- Problem to solve: Reproduce word for word the lines of the entries below, starting at the line that contains "point_to marks one point per instance of the green" and stopping after the line that contains "column 115, row 79".

=====

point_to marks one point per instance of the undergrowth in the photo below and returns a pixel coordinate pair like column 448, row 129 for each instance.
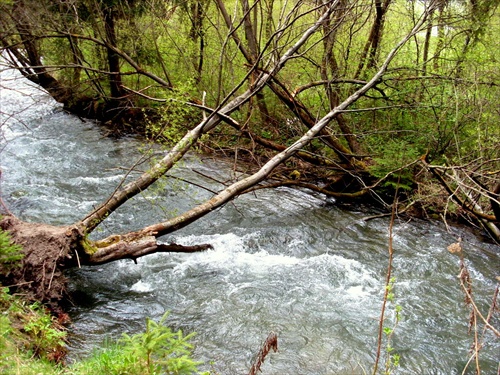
column 32, row 340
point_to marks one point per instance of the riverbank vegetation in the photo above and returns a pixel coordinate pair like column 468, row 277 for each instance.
column 350, row 99
column 33, row 339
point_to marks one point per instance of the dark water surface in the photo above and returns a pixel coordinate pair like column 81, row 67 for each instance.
column 283, row 260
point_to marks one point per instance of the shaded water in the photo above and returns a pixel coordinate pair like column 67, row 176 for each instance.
column 283, row 260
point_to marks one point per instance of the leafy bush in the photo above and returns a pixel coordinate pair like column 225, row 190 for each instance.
column 156, row 351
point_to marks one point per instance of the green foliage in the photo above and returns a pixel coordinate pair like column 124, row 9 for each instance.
column 156, row 351
column 392, row 358
column 10, row 253
column 40, row 327
column 30, row 338
column 174, row 118
column 390, row 163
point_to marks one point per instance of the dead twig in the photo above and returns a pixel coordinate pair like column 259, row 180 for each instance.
column 270, row 343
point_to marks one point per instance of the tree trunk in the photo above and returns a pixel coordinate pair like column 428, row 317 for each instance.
column 115, row 79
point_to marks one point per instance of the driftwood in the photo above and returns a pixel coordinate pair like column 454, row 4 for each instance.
column 270, row 343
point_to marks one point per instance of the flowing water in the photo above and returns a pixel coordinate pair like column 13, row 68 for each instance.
column 284, row 260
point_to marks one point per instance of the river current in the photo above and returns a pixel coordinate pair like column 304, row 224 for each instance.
column 284, row 260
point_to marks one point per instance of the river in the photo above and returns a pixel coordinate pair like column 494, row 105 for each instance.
column 284, row 260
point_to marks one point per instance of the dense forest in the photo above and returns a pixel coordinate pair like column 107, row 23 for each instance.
column 387, row 102
column 362, row 101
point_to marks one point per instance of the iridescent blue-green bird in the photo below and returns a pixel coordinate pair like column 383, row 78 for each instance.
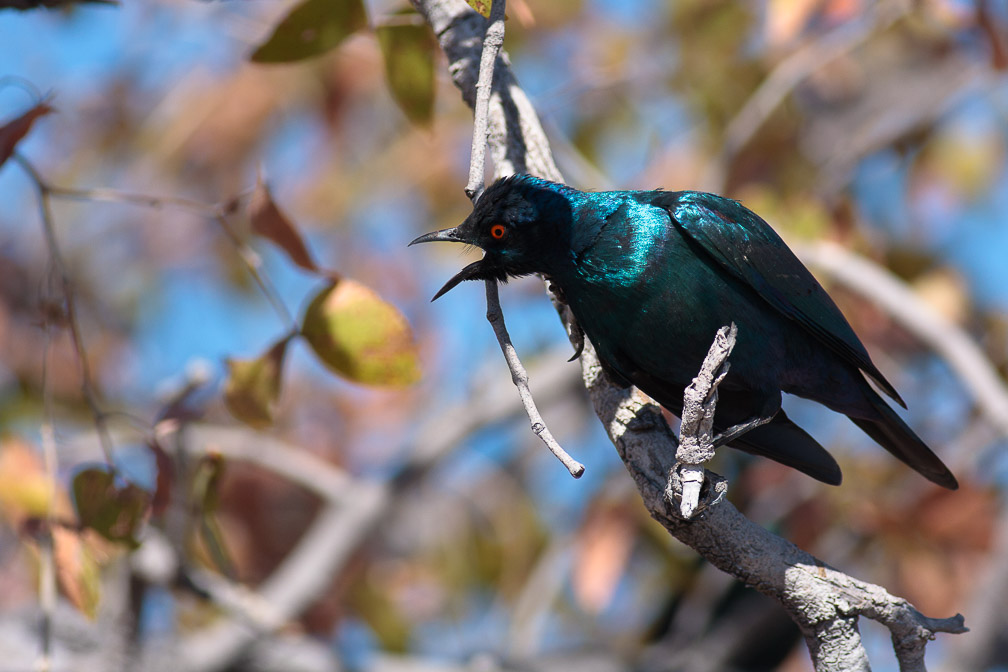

=====

- Output for this exercise:
point_to marks one point per instance of the green foliage in the photo above and returns a pixel coordinate pair like column 124, row 9 for each instance.
column 156, row 351
column 392, row 358
column 10, row 253
column 40, row 327
column 30, row 338
column 174, row 118
column 390, row 163
point_to marks one point per instance of the dead twig in the photo above and returns a pixel coordinate pair like column 259, row 180 for each instance.
column 270, row 343
point_to marks one point per instance of the tree trunk in the photo above and returns a pixel coordinate pair like column 428, row 317 for each instance.
column 115, row 79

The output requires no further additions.